EXERCISE INSTRUCTIONS
Pull out each line in the records below that contains the word "meat", and copy those lines.

DATA IN THIS EXERCISE
● ● ● ●

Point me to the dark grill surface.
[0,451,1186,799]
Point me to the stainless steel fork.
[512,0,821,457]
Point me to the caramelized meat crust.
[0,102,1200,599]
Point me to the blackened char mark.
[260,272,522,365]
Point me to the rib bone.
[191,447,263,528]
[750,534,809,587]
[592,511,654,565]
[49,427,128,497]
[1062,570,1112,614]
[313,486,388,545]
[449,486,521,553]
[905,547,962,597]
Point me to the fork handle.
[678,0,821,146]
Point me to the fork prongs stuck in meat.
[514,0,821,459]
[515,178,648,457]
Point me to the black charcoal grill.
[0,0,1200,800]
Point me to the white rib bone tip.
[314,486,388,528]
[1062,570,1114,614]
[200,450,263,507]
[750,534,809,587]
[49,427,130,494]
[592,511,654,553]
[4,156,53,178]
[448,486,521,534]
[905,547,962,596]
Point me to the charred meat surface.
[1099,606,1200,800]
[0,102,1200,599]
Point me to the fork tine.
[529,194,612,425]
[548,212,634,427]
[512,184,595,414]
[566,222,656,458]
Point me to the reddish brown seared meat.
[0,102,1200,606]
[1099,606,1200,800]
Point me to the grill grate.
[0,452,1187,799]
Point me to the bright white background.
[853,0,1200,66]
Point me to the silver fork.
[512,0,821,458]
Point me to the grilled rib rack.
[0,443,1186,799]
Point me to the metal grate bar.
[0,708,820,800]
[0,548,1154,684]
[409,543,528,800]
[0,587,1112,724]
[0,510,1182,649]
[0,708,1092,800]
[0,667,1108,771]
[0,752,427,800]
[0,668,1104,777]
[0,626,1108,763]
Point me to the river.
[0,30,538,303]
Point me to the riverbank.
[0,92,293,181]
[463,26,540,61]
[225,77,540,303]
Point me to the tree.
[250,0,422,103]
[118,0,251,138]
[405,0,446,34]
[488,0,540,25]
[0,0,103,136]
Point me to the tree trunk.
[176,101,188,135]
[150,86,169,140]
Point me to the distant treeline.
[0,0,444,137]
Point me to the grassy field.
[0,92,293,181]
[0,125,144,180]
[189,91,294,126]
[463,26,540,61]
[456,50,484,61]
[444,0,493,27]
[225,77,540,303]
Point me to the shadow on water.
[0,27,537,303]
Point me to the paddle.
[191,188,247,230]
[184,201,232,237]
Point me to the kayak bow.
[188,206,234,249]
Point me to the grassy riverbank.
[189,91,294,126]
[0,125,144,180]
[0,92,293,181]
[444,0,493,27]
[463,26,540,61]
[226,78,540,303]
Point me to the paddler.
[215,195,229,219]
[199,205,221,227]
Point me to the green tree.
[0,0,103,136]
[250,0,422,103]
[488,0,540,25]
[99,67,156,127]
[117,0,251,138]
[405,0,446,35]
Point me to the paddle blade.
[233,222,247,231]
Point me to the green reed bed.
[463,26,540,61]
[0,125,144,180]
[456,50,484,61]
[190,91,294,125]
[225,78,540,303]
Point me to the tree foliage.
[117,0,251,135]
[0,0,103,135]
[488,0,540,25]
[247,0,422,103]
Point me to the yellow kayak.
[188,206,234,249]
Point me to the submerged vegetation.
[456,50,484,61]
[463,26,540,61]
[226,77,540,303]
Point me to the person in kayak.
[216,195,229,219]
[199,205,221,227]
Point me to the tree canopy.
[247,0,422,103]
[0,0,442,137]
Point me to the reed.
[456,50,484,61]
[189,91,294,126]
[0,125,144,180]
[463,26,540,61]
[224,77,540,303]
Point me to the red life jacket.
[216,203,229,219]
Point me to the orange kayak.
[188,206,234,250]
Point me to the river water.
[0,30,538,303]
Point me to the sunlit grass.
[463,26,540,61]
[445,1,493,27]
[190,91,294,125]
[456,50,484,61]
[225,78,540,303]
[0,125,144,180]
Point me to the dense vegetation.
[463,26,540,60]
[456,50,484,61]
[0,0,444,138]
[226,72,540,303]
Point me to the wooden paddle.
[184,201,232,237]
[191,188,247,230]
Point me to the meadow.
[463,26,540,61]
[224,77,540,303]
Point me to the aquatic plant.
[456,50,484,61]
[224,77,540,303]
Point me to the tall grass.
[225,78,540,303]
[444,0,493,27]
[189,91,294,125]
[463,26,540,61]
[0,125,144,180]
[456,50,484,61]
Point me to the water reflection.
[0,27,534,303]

● ● ● ●

THE COMPLETED TASK
Point me to the caramelized meat crust.
Point me to the fork prongs stuck in meat.
Point me to the charred meat surface.
Point me to the reddish brown seared meat.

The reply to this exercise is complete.